- _EXERCISE GOAL_
Answer these questions using the text below about the Company's stations and costs:
1. How many UHF television stations does the Company own and operate?
2. What does the text give as the main cause of the Company's increased carriage costs?
3. How many FTE Cable Households were there at December 31, 1998?

- _PROVIDED TEXT_

The Company owns and operates five UHF television stations located in the San
Francisco, Boston, Houston, Cleveland and Raleigh markets, four of which are
among the top 13 television markets in the United States.
Principal elements in the Company's cost structure are (i) cost of goods sold,
(ii) transponder and cable costs, and (iii) salaries and wages. The Company's
cost of goods sold is a direct result of both the product mix and the Company's
ability to negotiate more favorable prices from its vendors. Transponder and
cable costs include expenses related to carriage under affiliation and
transponder agreements. Carriage costs have increased on an absolute basis in
recent years. The Company's increased carriage costs are primarily attributable
to the initiation of the Company's programming in new markets. FTE Cable
Households have grown from 10.4 million at December 31, 1997, to 16.9 million at
December 31, 1998. The Company expects this trend will continue as the Company
enters new markets and expands the number of hours in its part-time markets.
Overview of Results of Operations
The following table sets forth for the periods indicated the percentage
relationship to net sales of certain items included in the Company's Condensed
Consolidated Statements of Operations:
<TABLE>
<CAPTION>
Three Months Ended December 31, Six Months Ended December 31,
1998 1997 1998 1997
------------------ ------------------- ---------------- -------------------
<S> <C> <C> <C> <C>
Net revenues 100.0 % 100.0 % 100.0 % 100.0 %
Cost of goods sold (excluding
items 58.4 55.9 58.6 57.0
listed below)

Dataset entries

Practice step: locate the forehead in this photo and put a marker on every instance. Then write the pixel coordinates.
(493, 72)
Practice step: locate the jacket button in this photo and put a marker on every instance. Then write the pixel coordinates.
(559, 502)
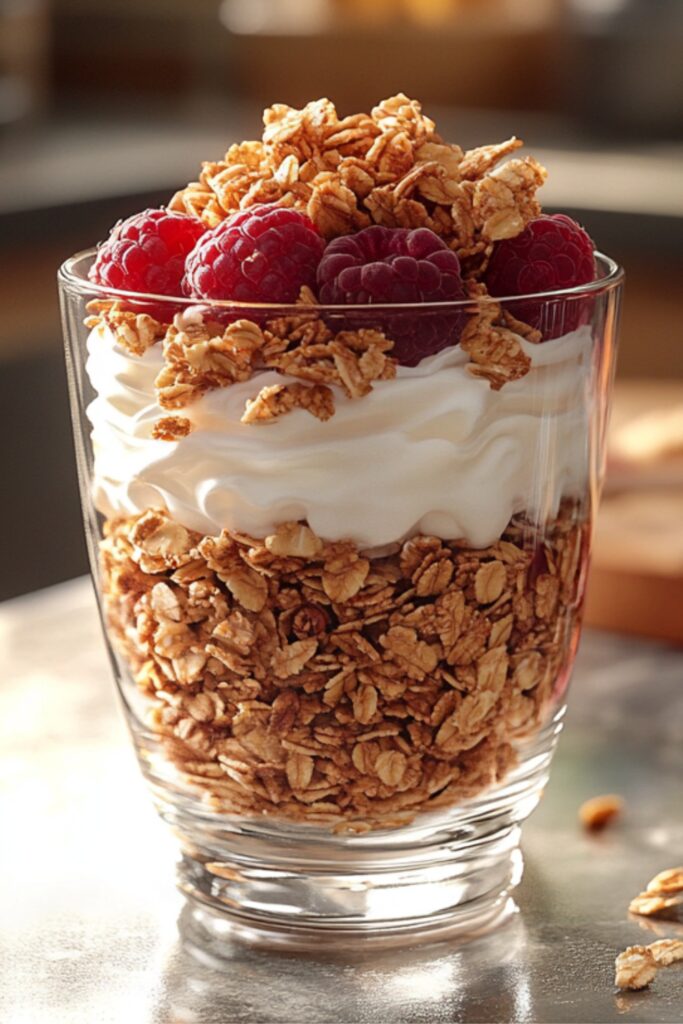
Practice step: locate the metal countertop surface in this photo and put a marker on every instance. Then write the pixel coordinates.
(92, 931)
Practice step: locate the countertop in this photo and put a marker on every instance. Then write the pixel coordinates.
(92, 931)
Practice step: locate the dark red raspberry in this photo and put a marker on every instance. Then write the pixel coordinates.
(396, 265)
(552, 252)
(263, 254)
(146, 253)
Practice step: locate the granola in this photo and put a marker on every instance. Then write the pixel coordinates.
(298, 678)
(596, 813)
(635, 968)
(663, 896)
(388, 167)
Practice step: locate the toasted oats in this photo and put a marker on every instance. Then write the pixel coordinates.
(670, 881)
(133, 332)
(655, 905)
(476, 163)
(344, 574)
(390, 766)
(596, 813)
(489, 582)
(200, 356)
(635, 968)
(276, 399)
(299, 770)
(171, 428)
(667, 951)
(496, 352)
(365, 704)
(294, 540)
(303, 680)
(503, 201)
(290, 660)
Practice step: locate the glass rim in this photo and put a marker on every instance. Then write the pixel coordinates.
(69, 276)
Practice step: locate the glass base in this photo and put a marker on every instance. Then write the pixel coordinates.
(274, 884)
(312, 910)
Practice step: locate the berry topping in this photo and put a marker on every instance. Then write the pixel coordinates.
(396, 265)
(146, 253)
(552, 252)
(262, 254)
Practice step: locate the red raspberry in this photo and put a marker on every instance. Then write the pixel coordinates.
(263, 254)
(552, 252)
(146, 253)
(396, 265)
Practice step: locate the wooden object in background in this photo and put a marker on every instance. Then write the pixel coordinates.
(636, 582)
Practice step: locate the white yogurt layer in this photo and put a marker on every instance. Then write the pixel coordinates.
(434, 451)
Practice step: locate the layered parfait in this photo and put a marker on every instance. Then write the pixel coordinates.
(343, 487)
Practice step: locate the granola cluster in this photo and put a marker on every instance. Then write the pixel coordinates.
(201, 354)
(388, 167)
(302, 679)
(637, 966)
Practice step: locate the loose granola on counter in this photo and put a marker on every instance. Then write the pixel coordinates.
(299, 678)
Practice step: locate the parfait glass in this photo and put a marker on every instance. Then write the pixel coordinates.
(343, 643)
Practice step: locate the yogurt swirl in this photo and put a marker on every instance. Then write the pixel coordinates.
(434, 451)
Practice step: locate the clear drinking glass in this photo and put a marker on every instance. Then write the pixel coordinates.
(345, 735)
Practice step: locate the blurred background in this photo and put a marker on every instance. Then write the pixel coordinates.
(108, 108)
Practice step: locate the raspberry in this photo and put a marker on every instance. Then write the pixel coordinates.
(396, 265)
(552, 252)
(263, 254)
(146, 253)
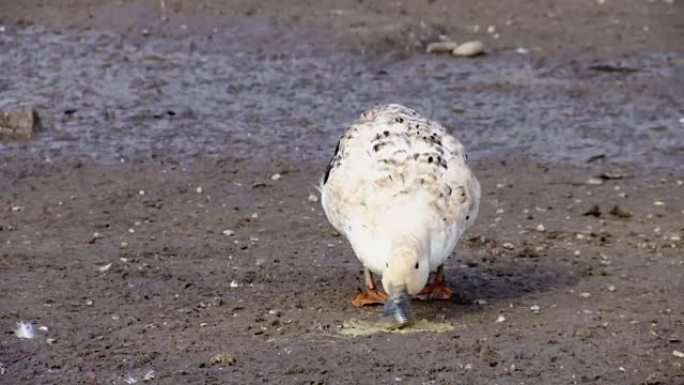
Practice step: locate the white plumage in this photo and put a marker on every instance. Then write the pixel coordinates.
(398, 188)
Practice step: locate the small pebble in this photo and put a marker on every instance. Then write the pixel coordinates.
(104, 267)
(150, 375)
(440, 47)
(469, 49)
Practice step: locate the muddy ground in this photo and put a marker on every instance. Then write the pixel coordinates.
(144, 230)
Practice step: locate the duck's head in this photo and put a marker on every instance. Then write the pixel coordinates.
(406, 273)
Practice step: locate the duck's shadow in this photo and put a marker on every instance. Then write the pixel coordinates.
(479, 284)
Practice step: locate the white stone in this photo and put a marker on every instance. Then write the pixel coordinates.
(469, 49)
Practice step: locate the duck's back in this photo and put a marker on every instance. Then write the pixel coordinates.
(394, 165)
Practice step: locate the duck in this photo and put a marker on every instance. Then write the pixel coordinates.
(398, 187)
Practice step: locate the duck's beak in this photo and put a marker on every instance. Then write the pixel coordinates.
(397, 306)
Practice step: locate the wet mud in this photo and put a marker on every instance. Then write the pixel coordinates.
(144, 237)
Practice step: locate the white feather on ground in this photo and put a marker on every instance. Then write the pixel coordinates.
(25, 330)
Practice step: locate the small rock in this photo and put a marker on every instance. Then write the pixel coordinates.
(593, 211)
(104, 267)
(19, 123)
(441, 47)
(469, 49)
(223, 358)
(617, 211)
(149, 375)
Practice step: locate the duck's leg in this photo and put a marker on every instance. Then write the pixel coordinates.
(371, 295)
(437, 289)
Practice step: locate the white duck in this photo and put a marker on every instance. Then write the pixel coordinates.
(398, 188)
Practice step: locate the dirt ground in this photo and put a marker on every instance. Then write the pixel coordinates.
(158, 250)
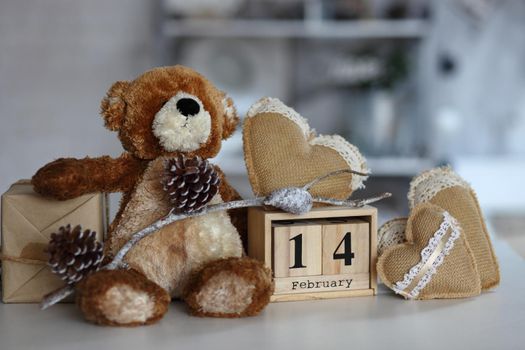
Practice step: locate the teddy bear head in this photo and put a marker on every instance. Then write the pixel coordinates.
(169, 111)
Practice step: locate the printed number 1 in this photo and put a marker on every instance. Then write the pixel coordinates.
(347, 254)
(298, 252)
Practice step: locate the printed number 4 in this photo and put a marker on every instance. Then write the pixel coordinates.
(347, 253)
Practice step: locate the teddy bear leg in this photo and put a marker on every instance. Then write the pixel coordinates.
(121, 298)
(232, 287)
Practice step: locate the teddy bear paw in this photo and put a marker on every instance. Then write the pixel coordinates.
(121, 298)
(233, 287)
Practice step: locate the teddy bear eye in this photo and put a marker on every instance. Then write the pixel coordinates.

...

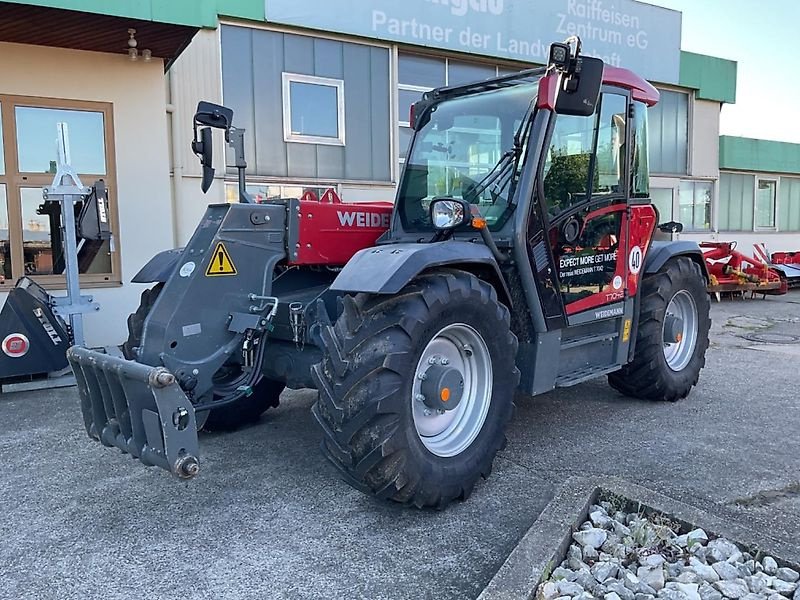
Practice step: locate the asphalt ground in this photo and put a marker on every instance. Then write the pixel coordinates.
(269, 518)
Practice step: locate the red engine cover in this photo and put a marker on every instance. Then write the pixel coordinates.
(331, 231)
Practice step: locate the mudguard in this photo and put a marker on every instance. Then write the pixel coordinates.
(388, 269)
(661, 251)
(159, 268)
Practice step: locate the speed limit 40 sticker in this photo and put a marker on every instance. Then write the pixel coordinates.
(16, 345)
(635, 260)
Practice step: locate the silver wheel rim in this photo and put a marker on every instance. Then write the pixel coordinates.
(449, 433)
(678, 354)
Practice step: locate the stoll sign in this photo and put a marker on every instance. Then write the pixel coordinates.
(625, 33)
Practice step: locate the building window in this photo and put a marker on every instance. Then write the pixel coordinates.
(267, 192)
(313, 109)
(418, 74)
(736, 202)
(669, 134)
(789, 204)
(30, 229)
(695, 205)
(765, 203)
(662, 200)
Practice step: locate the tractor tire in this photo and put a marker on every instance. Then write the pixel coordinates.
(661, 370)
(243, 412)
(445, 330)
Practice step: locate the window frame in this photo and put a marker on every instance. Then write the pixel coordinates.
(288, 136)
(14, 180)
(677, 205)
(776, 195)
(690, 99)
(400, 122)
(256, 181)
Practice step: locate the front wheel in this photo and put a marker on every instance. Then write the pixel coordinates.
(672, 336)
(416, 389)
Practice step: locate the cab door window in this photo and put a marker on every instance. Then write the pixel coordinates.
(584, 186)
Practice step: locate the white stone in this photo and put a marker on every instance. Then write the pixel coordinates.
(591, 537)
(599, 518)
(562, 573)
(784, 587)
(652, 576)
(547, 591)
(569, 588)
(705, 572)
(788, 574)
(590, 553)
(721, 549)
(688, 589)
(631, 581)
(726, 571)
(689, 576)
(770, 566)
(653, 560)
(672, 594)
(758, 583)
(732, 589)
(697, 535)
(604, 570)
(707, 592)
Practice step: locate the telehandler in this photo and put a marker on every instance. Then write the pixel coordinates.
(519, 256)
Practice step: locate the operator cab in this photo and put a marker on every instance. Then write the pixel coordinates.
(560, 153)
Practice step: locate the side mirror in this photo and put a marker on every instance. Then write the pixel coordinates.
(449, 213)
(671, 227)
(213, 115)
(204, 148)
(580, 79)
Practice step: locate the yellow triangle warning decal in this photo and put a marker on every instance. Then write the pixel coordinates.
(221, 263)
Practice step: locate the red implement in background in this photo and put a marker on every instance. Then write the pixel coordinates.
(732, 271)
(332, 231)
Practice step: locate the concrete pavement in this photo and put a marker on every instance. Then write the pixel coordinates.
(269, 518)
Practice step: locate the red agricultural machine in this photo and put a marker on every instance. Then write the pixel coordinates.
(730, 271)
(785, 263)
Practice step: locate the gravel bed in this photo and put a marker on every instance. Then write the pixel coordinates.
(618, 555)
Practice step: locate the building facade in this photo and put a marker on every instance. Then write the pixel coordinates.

- _TASK RESULT_
1. Five.
2. The start of the Company's programming in new markets.
3. 16.9 million.